--- Texte proposé ---
:::::

En tant que société, on a acquis l’idée que les maladies mentales se soignent presque exclusivement par la médication. On oublie que les psychothérapies et le respect d’une bonne hygiène de vie joueront aussi un rôle significatif dans la convalescence ou le traitement de la maladie diagnostiquée. En d’autres mots, les gens affectés émotionnellement, mentalement ou psychologiquement par la Covid ne pourront pas vaincre leur mélancolie anxieuse qu’avec la médication.
Les effets collatéraux
Cela dit, la crise actuelle fait en sorte que plusieurs Québécois se retrouvent sans emploi, éloignés de leurs proches, isolés, en un mot, seul au monde. Les plus introvertis n’iront pas vers les autres, ils se tourneront plutôt vers le divertissement électronique, la dépendance numérique, et la pornographie.

:::::

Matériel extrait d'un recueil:
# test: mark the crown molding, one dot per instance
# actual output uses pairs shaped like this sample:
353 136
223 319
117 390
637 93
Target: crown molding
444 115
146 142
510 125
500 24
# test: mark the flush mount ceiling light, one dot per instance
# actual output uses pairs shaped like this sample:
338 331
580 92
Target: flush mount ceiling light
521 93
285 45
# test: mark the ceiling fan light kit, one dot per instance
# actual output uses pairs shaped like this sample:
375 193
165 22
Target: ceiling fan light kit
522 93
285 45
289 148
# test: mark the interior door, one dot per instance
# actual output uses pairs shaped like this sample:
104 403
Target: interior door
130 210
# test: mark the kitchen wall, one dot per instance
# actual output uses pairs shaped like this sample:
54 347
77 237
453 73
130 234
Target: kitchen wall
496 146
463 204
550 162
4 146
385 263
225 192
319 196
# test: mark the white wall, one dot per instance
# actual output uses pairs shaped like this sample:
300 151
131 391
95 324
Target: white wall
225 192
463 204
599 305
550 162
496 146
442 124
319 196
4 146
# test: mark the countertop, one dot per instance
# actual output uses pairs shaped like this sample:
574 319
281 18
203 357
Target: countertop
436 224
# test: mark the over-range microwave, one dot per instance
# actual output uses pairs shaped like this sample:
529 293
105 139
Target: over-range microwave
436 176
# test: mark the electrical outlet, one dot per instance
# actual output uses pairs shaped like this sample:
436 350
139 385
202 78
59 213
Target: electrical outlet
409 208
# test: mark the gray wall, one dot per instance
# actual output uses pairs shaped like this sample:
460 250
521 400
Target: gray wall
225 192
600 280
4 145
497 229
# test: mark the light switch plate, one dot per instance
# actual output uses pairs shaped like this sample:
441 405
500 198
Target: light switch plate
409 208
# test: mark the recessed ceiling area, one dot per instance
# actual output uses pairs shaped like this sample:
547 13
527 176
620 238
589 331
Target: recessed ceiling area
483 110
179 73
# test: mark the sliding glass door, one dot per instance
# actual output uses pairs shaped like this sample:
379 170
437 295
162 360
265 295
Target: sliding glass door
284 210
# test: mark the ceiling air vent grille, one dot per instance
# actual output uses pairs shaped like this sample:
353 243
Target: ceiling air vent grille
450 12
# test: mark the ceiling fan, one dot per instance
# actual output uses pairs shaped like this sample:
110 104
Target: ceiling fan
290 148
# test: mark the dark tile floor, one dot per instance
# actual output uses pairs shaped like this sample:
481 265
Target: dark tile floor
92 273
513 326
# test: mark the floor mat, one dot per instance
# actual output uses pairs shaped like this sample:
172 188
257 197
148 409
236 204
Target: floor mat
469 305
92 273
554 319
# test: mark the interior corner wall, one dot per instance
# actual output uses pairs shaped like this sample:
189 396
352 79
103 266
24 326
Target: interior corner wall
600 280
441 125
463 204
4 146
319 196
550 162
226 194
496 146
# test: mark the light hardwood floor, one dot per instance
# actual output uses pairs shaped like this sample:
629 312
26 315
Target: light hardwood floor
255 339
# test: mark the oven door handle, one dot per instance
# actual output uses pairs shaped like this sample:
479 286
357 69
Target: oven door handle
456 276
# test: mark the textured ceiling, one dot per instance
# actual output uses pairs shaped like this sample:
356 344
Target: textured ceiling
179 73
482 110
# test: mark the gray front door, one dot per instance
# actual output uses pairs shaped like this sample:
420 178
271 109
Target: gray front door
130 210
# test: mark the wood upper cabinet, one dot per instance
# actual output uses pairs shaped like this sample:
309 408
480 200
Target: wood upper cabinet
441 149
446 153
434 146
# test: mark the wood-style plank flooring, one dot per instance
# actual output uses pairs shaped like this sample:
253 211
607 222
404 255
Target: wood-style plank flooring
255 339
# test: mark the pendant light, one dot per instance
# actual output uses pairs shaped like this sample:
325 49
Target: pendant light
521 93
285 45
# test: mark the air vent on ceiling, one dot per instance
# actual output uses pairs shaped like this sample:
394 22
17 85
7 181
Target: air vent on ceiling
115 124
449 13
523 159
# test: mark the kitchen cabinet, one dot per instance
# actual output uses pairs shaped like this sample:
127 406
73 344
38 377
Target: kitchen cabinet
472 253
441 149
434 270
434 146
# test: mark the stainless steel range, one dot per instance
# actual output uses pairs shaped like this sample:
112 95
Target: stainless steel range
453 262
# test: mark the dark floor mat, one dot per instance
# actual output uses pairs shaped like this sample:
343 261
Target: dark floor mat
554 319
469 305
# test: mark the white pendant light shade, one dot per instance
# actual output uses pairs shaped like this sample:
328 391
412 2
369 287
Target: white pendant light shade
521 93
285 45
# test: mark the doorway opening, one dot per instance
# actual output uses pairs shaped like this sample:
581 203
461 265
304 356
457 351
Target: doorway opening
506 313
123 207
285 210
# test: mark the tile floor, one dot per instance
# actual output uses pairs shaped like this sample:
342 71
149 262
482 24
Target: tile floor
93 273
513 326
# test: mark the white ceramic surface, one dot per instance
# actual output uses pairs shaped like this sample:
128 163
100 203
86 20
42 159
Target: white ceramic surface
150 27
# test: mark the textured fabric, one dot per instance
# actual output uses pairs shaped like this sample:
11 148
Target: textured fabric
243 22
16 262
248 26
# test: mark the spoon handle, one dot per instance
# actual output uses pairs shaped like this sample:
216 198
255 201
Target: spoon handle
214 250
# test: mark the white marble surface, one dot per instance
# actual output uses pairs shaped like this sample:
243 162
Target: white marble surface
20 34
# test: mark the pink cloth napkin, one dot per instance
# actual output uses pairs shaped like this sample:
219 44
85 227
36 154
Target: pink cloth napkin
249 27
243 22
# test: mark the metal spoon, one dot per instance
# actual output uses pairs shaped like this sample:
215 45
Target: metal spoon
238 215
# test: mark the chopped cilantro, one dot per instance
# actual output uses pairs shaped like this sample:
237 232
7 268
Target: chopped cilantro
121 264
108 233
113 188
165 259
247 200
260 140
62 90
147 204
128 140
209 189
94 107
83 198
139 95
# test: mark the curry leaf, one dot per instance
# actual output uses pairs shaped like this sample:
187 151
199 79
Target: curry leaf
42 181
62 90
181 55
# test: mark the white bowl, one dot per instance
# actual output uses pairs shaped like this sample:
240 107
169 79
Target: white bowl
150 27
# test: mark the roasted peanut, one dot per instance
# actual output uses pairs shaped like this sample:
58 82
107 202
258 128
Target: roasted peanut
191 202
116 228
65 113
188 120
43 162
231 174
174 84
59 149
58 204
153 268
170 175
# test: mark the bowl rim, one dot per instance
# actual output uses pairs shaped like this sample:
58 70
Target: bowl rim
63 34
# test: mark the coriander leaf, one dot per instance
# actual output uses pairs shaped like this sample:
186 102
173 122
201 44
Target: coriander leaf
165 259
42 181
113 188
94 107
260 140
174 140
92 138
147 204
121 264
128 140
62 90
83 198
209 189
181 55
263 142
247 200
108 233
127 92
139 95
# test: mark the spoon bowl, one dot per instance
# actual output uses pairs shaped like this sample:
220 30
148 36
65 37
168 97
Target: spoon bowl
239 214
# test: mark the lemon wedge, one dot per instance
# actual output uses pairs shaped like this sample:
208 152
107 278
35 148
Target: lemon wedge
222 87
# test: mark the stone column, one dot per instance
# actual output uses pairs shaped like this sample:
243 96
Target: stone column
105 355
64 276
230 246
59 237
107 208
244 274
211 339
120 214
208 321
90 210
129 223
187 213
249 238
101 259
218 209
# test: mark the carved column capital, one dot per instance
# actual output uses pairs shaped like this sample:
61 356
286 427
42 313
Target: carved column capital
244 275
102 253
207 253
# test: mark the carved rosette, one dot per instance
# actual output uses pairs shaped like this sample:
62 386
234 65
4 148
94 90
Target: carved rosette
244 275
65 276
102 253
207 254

:::::

--- Consigne ---
Transcrivez sans rien modifier tout le passage du texte sur la santé mentale qui va de « Les effets collatéraux » jusqu'à « et la pornographie. ».

--- Réponse attendue ---
Les effets collatéraux
Cela dit, la crise actuelle fait en sorte que plusieurs Québécois se retrouvent sans emploi, éloignés de leurs proches, isolés, en un mot, seul au monde. Les plus introvertis n’iront pas vers les autres, ils se tourneront plutôt vers le divertissement électronique, la dépendance numérique, et la pornographie.